**EXERCISE BRIEF**
Where does the string "tight" appear in the records? Copy every line that contains it.

── MATERIAL FOR THIS TASK

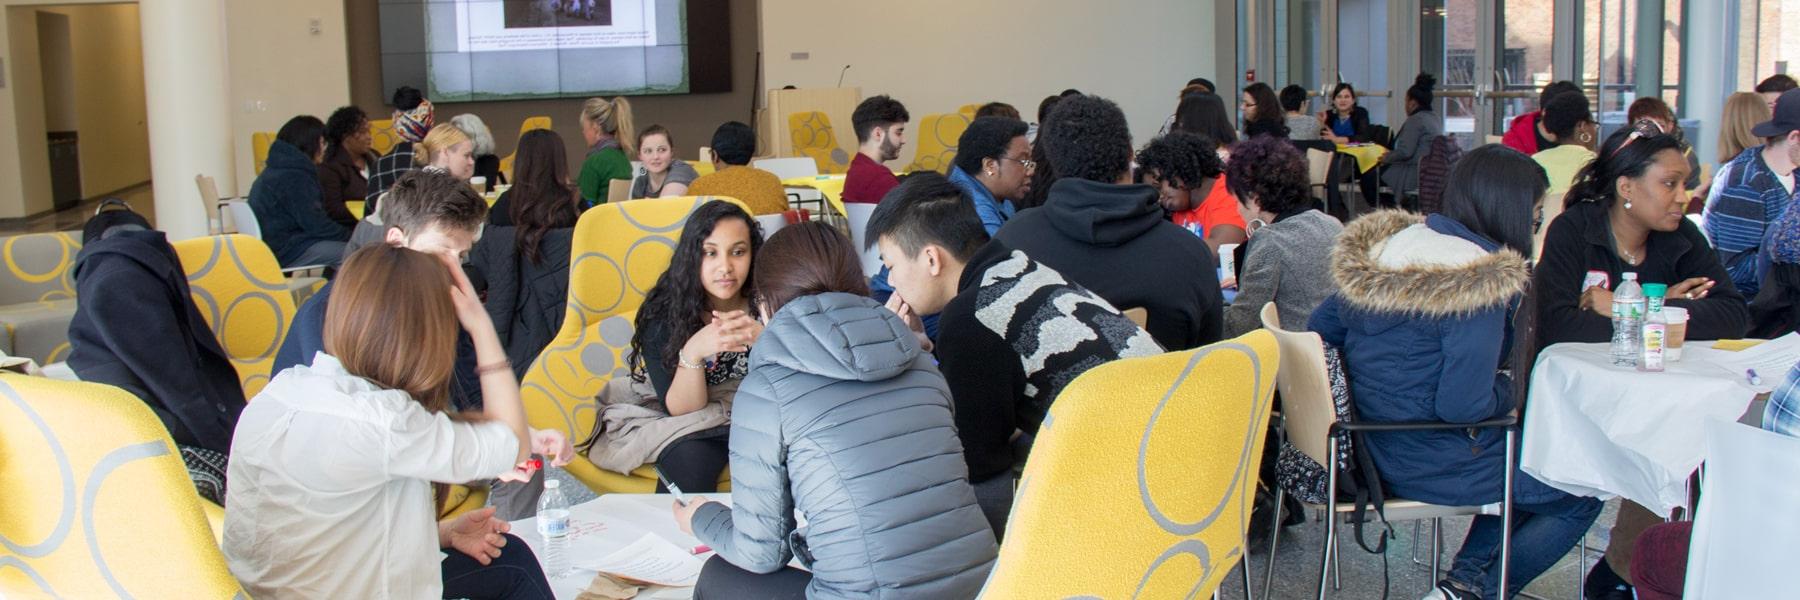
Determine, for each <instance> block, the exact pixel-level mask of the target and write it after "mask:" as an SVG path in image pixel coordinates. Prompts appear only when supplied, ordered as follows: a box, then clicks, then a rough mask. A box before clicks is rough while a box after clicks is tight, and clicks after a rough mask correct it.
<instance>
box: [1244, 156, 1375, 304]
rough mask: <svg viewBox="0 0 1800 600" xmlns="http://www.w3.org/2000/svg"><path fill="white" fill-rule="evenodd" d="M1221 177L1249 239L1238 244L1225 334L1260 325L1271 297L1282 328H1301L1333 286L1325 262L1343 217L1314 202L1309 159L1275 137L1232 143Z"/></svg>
mask: <svg viewBox="0 0 1800 600" xmlns="http://www.w3.org/2000/svg"><path fill="white" fill-rule="evenodd" d="M1224 180H1226V186H1228V187H1229V189H1231V195H1233V196H1237V202H1238V214H1240V216H1242V218H1244V220H1246V222H1249V241H1246V243H1244V245H1242V247H1240V249H1238V252H1242V258H1240V259H1238V261H1237V265H1238V274H1237V276H1235V277H1237V288H1238V295H1237V299H1235V301H1233V303H1231V305H1229V306H1226V337H1238V335H1244V333H1249V332H1253V330H1258V328H1262V305H1265V303H1274V308H1276V312H1280V315H1282V326H1283V328H1291V330H1300V328H1303V326H1305V323H1307V319H1310V317H1312V310H1314V308H1318V306H1319V303H1323V301H1325V297H1327V295H1330V294H1332V292H1334V290H1337V283H1336V281H1332V276H1330V270H1328V267H1330V258H1332V245H1334V243H1336V241H1337V232H1341V231H1343V229H1345V227H1343V223H1337V220H1336V218H1330V214H1325V213H1319V211H1316V209H1312V196H1309V184H1307V160H1305V159H1303V157H1301V155H1300V151H1298V150H1294V146H1292V144H1287V142H1283V141H1280V139H1253V141H1247V142H1242V144H1238V146H1237V150H1235V151H1233V153H1231V162H1229V164H1226V177H1224ZM1226 285H1229V283H1226Z"/></svg>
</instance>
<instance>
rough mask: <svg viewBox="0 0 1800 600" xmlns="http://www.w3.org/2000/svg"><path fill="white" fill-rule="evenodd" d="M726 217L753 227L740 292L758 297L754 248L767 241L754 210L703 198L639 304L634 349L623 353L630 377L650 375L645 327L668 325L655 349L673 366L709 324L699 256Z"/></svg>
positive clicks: (705, 299) (758, 248)
mask: <svg viewBox="0 0 1800 600" xmlns="http://www.w3.org/2000/svg"><path fill="white" fill-rule="evenodd" d="M727 218H736V220H742V222H743V223H745V225H747V227H751V272H745V274H743V288H742V292H738V294H743V295H745V297H756V294H754V290H756V277H754V272H756V250H760V249H761V247H763V231H761V227H756V220H754V218H751V213H745V211H743V207H740V205H736V204H731V202H724V200H713V202H707V204H702V205H700V207H698V209H695V211H693V214H688V223H686V225H682V229H680V240H679V241H675V256H673V258H670V268H668V270H664V272H662V276H657V285H655V286H653V288H650V294H644V305H643V306H639V308H637V321H635V328H634V330H632V350H630V353H626V355H625V362H626V364H630V366H632V380H635V382H644V377H646V371H644V332H650V330H652V328H659V326H661V328H666V332H668V339H666V342H664V346H662V348H655V351H659V353H661V359H662V368H664V369H668V371H675V355H677V353H680V346H682V344H688V339H689V337H693V333H695V332H698V330H700V328H702V326H704V324H706V317H707V315H709V308H707V301H706V286H702V285H700V261H702V256H704V254H706V238H707V236H711V234H713V227H716V225H718V222H722V220H727ZM752 303H754V301H752ZM752 312H754V310H752Z"/></svg>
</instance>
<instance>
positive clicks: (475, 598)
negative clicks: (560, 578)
mask: <svg viewBox="0 0 1800 600" xmlns="http://www.w3.org/2000/svg"><path fill="white" fill-rule="evenodd" d="M504 535H506V546H504V548H500V557H499V559H493V562H488V564H486V566H482V564H481V562H475V559H470V557H468V555H464V553H463V551H461V550H454V548H452V550H448V551H445V553H446V555H448V557H445V562H443V575H445V598H472V600H538V598H545V600H551V598H554V595H551V582H549V578H545V577H544V566H540V564H538V555H535V553H531V546H526V541H522V539H518V537H515V535H513V533H504Z"/></svg>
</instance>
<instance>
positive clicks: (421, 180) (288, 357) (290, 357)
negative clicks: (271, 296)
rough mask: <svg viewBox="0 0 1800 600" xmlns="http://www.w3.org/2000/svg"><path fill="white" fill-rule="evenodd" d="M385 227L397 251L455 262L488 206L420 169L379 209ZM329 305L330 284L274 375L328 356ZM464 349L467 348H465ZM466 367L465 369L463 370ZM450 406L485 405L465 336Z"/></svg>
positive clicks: (309, 308)
mask: <svg viewBox="0 0 1800 600" xmlns="http://www.w3.org/2000/svg"><path fill="white" fill-rule="evenodd" d="M380 216H382V222H383V223H387V232H385V234H383V236H385V238H383V240H385V241H387V243H391V245H398V247H407V249H412V250H419V252H427V254H448V256H454V258H457V259H461V258H464V256H468V250H470V247H473V245H475V238H477V236H479V234H481V225H482V223H484V222H486V220H488V202H482V200H481V196H477V195H475V191H473V189H470V187H468V184H466V182H461V180H457V178H454V177H450V175H448V173H443V171H432V169H419V171H409V173H407V175H401V177H400V180H398V182H394V186H392V187H389V191H387V200H385V202H382V207H380ZM329 303H331V283H326V286H324V288H320V290H319V294H313V297H310V299H306V305H301V310H299V312H297V314H295V315H293V326H290V328H288V339H284V341H283V342H281V350H279V351H277V353H275V364H274V368H272V371H270V375H274V373H281V371H283V369H286V368H293V366H308V364H311V360H313V355H315V353H320V351H324V350H326V306H329ZM464 346H466V348H464ZM464 362H468V364H466V368H464ZM450 402H452V404H454V405H455V407H457V409H470V407H479V405H481V386H479V382H477V378H475V364H473V346H468V335H466V333H464V335H461V339H459V351H457V373H455V377H452V386H450Z"/></svg>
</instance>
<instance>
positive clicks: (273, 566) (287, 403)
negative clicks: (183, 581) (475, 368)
mask: <svg viewBox="0 0 1800 600" xmlns="http://www.w3.org/2000/svg"><path fill="white" fill-rule="evenodd" d="M517 458H518V438H515V436H513V431H511V429H509V427H508V425H506V423H500V422H482V423H466V422H454V420H450V416H448V414H441V413H439V414H432V413H430V411H427V409H425V407H423V405H419V404H418V402H414V400H412V398H410V396H409V395H407V393H405V391H398V389H382V387H378V386H374V384H373V382H369V380H365V378H360V377H355V375H351V373H349V371H344V366H342V364H340V362H338V360H337V359H333V357H331V355H326V353H319V355H317V357H315V359H313V364H311V366H297V368H292V369H286V371H281V373H279V375H275V378H274V380H272V382H268V387H263V391H261V393H259V395H256V398H252V400H250V404H248V407H245V411H243V416H239V418H238V431H236V434H234V436H232V445H230V467H229V468H227V481H230V483H229V488H227V492H225V506H227V508H225V560H227V564H229V566H230V573H232V575H234V577H238V580H239V582H243V587H245V589H247V591H248V593H250V596H254V598H439V596H441V591H443V577H441V568H439V562H441V560H443V553H441V551H439V548H437V510H436V505H434V501H432V488H430V483H432V481H443V483H464V481H475V479H486V477H495V476H499V474H502V472H508V470H511V468H513V461H515V459H517Z"/></svg>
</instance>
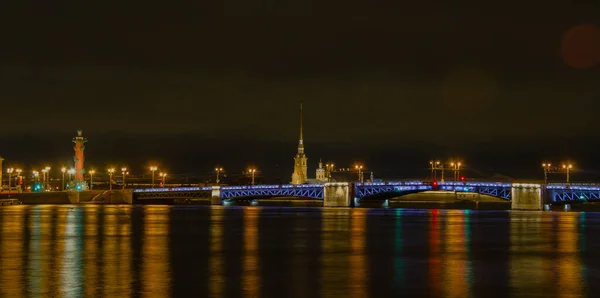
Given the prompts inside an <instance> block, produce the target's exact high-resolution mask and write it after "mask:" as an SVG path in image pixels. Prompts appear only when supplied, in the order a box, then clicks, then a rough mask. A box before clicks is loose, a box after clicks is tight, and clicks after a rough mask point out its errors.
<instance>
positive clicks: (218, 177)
mask: <svg viewBox="0 0 600 298" xmlns="http://www.w3.org/2000/svg"><path fill="white" fill-rule="evenodd" d="M215 172H217V185H219V182H220V180H219V175H220V174H221V172H223V168H221V167H216V168H215Z"/></svg>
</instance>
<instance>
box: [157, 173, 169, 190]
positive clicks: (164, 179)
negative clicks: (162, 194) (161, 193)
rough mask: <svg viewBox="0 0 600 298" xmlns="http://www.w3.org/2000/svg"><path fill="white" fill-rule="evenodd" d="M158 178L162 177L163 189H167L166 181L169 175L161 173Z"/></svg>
mask: <svg viewBox="0 0 600 298" xmlns="http://www.w3.org/2000/svg"><path fill="white" fill-rule="evenodd" d="M158 176H160V177H161V178H162V181H163V187H165V179H167V173H160V174H158Z"/></svg>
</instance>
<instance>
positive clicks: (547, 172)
mask: <svg viewBox="0 0 600 298" xmlns="http://www.w3.org/2000/svg"><path fill="white" fill-rule="evenodd" d="M542 168H543V169H544V185H546V184H548V173H550V169H551V168H552V164H551V163H549V162H544V163H542Z"/></svg>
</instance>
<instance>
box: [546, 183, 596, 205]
mask: <svg viewBox="0 0 600 298" xmlns="http://www.w3.org/2000/svg"><path fill="white" fill-rule="evenodd" d="M546 189H547V190H548V192H549V193H550V198H551V199H552V201H554V202H576V201H598V200H600V186H598V185H594V184H581V185H566V184H551V185H548V186H547V187H546Z"/></svg>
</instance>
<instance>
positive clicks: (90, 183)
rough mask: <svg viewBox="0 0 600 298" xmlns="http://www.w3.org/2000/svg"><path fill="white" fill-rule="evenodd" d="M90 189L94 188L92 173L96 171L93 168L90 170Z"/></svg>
mask: <svg viewBox="0 0 600 298" xmlns="http://www.w3.org/2000/svg"><path fill="white" fill-rule="evenodd" d="M89 173H90V190H92V188H94V173H96V171H95V170H90V172H89Z"/></svg>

────

**RESULT OF THE EXERCISE**
Determine, for each <instance> block, the exact pixel-level mask of the target and write it after "mask:" as an SVG path in image pixel coordinates. Prompts appear only when supplied, ordered as follows: a box, then clicks, then a rough mask. A box before clicks is rough while a box after clicks is tight, and clicks after a rough mask correct it.
Given the prompts inside an <instance> block, produce the target's exact high-resolution mask and write it after "mask:" as an SVG path in image pixels. Prompts appear only when supplied, in the order a box, then clicks, then a rough mask. A box before clicks is loose, a box after clicks is tight, and clicks after a rough mask point out its errors.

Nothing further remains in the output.